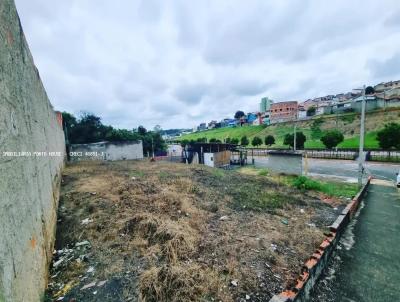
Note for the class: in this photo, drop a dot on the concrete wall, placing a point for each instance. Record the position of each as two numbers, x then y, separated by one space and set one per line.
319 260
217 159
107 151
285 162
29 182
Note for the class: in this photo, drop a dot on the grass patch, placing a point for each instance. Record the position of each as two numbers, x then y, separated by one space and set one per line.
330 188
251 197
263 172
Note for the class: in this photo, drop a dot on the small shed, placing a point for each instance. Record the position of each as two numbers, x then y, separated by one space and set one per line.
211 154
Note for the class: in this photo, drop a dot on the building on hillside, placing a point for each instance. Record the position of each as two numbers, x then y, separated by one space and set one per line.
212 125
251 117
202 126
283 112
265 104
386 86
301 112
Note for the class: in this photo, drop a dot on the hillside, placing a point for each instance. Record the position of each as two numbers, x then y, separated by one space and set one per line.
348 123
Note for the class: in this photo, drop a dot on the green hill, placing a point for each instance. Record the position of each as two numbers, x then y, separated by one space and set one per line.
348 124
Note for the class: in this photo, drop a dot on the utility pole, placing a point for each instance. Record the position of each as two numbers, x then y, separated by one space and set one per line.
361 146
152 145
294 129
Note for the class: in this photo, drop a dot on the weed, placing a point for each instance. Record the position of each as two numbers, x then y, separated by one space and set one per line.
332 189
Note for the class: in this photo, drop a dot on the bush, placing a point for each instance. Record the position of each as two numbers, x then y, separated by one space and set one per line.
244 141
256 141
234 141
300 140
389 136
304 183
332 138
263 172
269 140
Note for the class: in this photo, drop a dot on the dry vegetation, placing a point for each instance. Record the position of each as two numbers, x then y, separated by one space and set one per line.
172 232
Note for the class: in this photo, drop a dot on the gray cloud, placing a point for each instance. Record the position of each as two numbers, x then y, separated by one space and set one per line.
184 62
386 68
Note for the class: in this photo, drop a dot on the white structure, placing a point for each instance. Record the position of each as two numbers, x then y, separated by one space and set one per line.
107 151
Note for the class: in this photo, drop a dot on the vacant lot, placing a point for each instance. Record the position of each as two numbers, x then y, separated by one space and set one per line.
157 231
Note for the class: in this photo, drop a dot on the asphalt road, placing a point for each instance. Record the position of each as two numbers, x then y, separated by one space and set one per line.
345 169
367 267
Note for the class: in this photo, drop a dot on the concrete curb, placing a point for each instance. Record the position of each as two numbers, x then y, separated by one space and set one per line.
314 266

——

■ Requirement
Line by line, write out the material exactly, leaving the images out.

■ Solution to the exercise
Note for the class: in this photo, drop a dot on the concrete wall, placing a point for each instance. Record the position of each as two numbers, x then y, separated by one space and set one per line.
319 260
217 159
107 151
285 162
29 182
Note for the class: in this photo, drop a dot on the grass patch, placing a point for each instance. Record the position of each as two numbers, x then y, separated by one space and set one per line.
330 188
251 197
263 172
Note for the class: in this photo, drop a dot on the small shed, placing a point for each instance. Record the position of each as two numbers, x then y, separated by one space and set one per line.
211 154
Note for the class: in this photo, drop a dot on the building on hillside, placing a point for each instance. Record the position of each as two numbers, x then y, separated by one space and set one per line.
212 125
251 117
202 126
283 112
265 104
386 86
301 112
Note for the class: in this photo, drop a dot on the hillside, placing a point for each instance. Record the position of each as two numbers, x then y, separated by one space and set one per line.
348 123
Note for the class: in this photo, drop a dot on the green hill, placing a point for each instance. Record the position of each as two numbers, x then y, separated by one space and set one per line.
348 124
Note for the class: in this photo, drop a dot on the utility pole, placing a point for each instance. Record the position of each as two numbers, x then y, separated by one space and set one per line.
361 146
152 145
294 129
Note for the class: in this photo, drop a dot on the weed, placing a point for each instance. Record the position of each as two numbers, x then y, separated by one space and set one per line.
332 189
Note for the class: in this photo, drop a dot on the bush, placing a point for each instance. Record the position of each as two numbers, x then y, separated by one space and set one per line.
244 141
256 141
234 141
300 140
389 136
304 183
332 138
263 172
269 140
Note for the class: in this photo, drop a dot on the dry vegetation, placing a point for each instance. Record the position of each as two numbers, x then y, separated by one space and set one per line.
172 232
Note for the class: in this photo, drop a dot on the gray cloud, placing a point for each instance. Record the position of each as two numbers, x then y, separated by one space and set one per line.
184 62
386 68
Note for the class: in this photo, drop a dot on the white structure, placing a point for each instance. Record the position of each as two numbers, x then y, separated by one space and set one per line.
107 151
Note for the class: in this photo, drop a dot on the vacant lot, placing a point for each instance. Record the position of each as two numbers, x then y, separated by one space and set one per line.
157 231
Note for the class: in this photo, drop a dot on the asphalt road, placing a point for each instance. Record the position of each as two numbers, x then y, separated by one space and set one per line.
345 169
367 267
Note for the class: in this photo, drop a dot on the concrete curb, placing a point for each instance. Record the position of each as two numbers, x then y, separated by one space and set one per line.
314 266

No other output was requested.